- [Verilen görev A]
Naylonlaşma yazısında "Bugünkü cuma hutbesi" ifadesinden "olduklarindan yapiyorlar bunu.." ifadesine kadar her şeyi olduğu gibi yeniden yazın.
- [Verilen görev B]
Naylonlaşma yazısına göre aşağıdaki soruları yanıtlayın:
(i) Yazının tarihi nedir?
(ii) Cuma hutbesi niyetine anılan yazının adı nedir?
(iii) Naylon botlarla Avrupa'ya gitmeye çalışanlar bunu ne sebeple yapıyor?
- [Verilen görev C]
Naylonlaşma yazısındaki "Ne kadar çok naylon var hayatımızda." cümlesini İngilizceye çevirin.

- [Sağlanan metin]
--------
24 Mar 2017

NAYLONLASMA-TÜRKIYE'NIN AKILLA IMTIHANI

Bugünkü cuma hutbesi niyetine..Fatma Barbarosoglun'dan "Naylonlasan Hayatlarimiz"
Tepeden tirnaga bir naylonlasma ;naylon insanlar,naylon siyasetciler,naylon üniversiteler,naylon sendikalar,naylon kitaplar,naylon egitim...Dünya büyümemizi kiskaniyor .. Yakinda o rakamlarda naylon cikar merak etmeyin...Islamcilarin kendileri de naylon zaten ne bekleniyordu ki ? Dünya bizden korkuyor cünkü naylon dogada cok zor cözülüyor cünkü yani cevre felaketiyiz korkulari ondan...

Calinan sorularla memur olan,torpille makam isgal eden,parayla yazilan tezlerle akademik ünvan kovalayan bu gürühtan korkmak gerekir hakikaten..

Naylon botlarla avrupaya akmaya calisanlar acolduklarindan degil umursuz olduklarindan yapiyorlar bunu..

Filikalara....

"Ne kadar çok naylon var hayatımızda.

Kaplar kacaklar, sandalyeler, masalar, halılar, kilimler, kıyafetler...
--------
- [Veri listesi]
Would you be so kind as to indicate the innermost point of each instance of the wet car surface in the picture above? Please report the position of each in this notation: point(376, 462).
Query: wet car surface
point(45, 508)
--------
- [Eksiksiz yanıt A]
Bugünkü cuma hutbesi niyetine..Fatma Barbarosoglun'dan "Naylonlasan Hayatlarimiz"
Tepeden tirnaga bir naylonlasma ;naylon insanlar,naylon siyasetciler,naylon üniversiteler,naylon sendikalar,naylon kitaplar,naylon egitim...Dünya büyümemizi kiskaniyor .. Yakinda o rakamlarda naylon cikar merak etmeyin...Islamcilarin kendileri de naylon zaten ne bekleniyordu ki ? Dünya bizden korkuyor cünkü naylon dogada cok zor cözülüyor cünkü yani cevre felaketiyiz korkulari ondan...

Calinan sorularla memur olan,torpille makam isgal eden,parayla yazilan tezlerle akademik ünvan kovalayan bu gürühtan korkmak gerekir hakikaten..

Naylon botlarla avrupaya akmaya calisanlar acolduklarindan degil umursuz olduklarindan yapiyorlar bunu..

- [Eksiksiz yanıt B]
(i) 24 Mar 2017
(ii) "Naylonlasan Hayatlarimiz"
(iii) Aç olduklarından değil, umursuz olduklarından yapıyorlar.

- [Eksiksiz yanıt C]
There is so much plastic in our lives.